____ Text under study

Results of Operations

Overview

At March 31, 2007, Health Management Associates, Inc. (“we,” “our” or “us”) operated 61 general acute care hospitals with a total of 8,685 licensed beds in non-urban communities in Alabama, Arkansas, Florida, Georgia, Kentucky, Mississippi, Missouri, North Carolina, Oklahoma, Pennsylvania, South Carolina, Tennessee, Texas, Virginia, Washington and West Virginia. Historically, we also operated two psychiatric hospitals in Florida with a combined total of 184 licensed beds; however, such hospitals were sold on September 1, 2006.

Unless specifically indicated otherwise, the following discussion excludes our discontinued operations, which are identified at Note 5 to the Interim Condensed Consolidated Financial Statements in Item 1. Such discontinued operations were not material to our consolidated results of operations during the three months ended March 31, 2007 and 2006.

During the three months ended March 31, 2007, which we refer to as the 2007 Period, we experienced net operating revenue growth over the three months ended March 31, 2006, which we refer to as the 2006 Period, of approximately 13.3%. Such net operating revenue growth resulted primarily from the inclusion of revenue from hospitals we acquired after December 31, 2005, our de novo general acute care hospital that opened on February 5, 2007, favorable case mix trends and improvements in reimbursement rates. Income from continuing operations and diluted earnings per share from continuing operations decreased by approximately 24.3% and 25.0%, respectively, during the 2007 Period when compared to the 2006 Period. Offsetting the increase in net operating revenue during the 2007 Period and ultimately causing a year-over-year reduction in income from continuing operations were higher interest costs and an increase in the provision for doubtful accounts. Also adversely impacting income from continuing operations during the 2007 Period were increased payroll costs for newly hired physician employees and physician recruitment costs.

________
____ Dataset records

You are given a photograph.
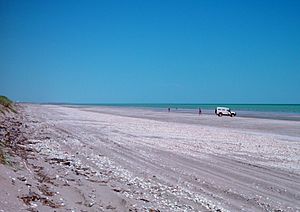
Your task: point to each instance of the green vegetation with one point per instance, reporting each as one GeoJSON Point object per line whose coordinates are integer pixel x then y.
{"type": "Point", "coordinates": [6, 105]}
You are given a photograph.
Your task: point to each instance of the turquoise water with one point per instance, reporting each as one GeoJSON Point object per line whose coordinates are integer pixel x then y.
{"type": "Point", "coordinates": [284, 108]}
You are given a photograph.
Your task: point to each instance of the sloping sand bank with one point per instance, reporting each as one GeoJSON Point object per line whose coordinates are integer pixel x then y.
{"type": "Point", "coordinates": [101, 159]}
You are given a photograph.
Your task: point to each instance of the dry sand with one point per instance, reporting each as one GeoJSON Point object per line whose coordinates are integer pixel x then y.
{"type": "Point", "coordinates": [121, 159]}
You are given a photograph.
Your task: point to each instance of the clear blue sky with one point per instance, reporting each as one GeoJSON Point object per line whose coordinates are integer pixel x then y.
{"type": "Point", "coordinates": [150, 51]}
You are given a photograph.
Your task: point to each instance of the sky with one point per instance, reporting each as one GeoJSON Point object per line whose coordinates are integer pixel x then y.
{"type": "Point", "coordinates": [158, 51]}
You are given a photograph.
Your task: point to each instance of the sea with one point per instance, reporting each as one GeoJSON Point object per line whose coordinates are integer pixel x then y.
{"type": "Point", "coordinates": [269, 111]}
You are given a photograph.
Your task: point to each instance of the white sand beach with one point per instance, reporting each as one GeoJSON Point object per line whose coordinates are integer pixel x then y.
{"type": "Point", "coordinates": [128, 159]}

________

Tasks
1. Return the passage of the Results of Operations text from "At March 31, 2007, Health" up to and including "2007 and 2006.", copied word for word.
2. In the Results of Operations text, on what date did the de novo general acute care hospital open?

Expected results
1.
At March 31, 2007, Health Management Associates, Inc. (“we,” “our” or “us”) operated 61 general acute care hospitals with a total of 8,685 licensed beds in non-urban communities in Alabama, Arkansas, Florida, Georgia, Kentucky, Mississippi, Missouri, North Carolina, Oklahoma, Pennsylvania, South Carolina, Tennessee, Texas, Virginia, Washington and West Virginia. Historically, we also operated two psychiatric hospitals in Florida with a combined total of 184 licensed beds; however, such hospitals were sold on September 1, 2006.

Unless specifically indicated otherwise, the following discussion excludes our discontinued operations, which are identified at Note 5 to the Interim Condensed Consolidated Financial Statements in Item 1. Such discontinued operations were not material to our consolidated results of operations during the three months ended March 31, 2007 and 2006.

2. February 5, 2007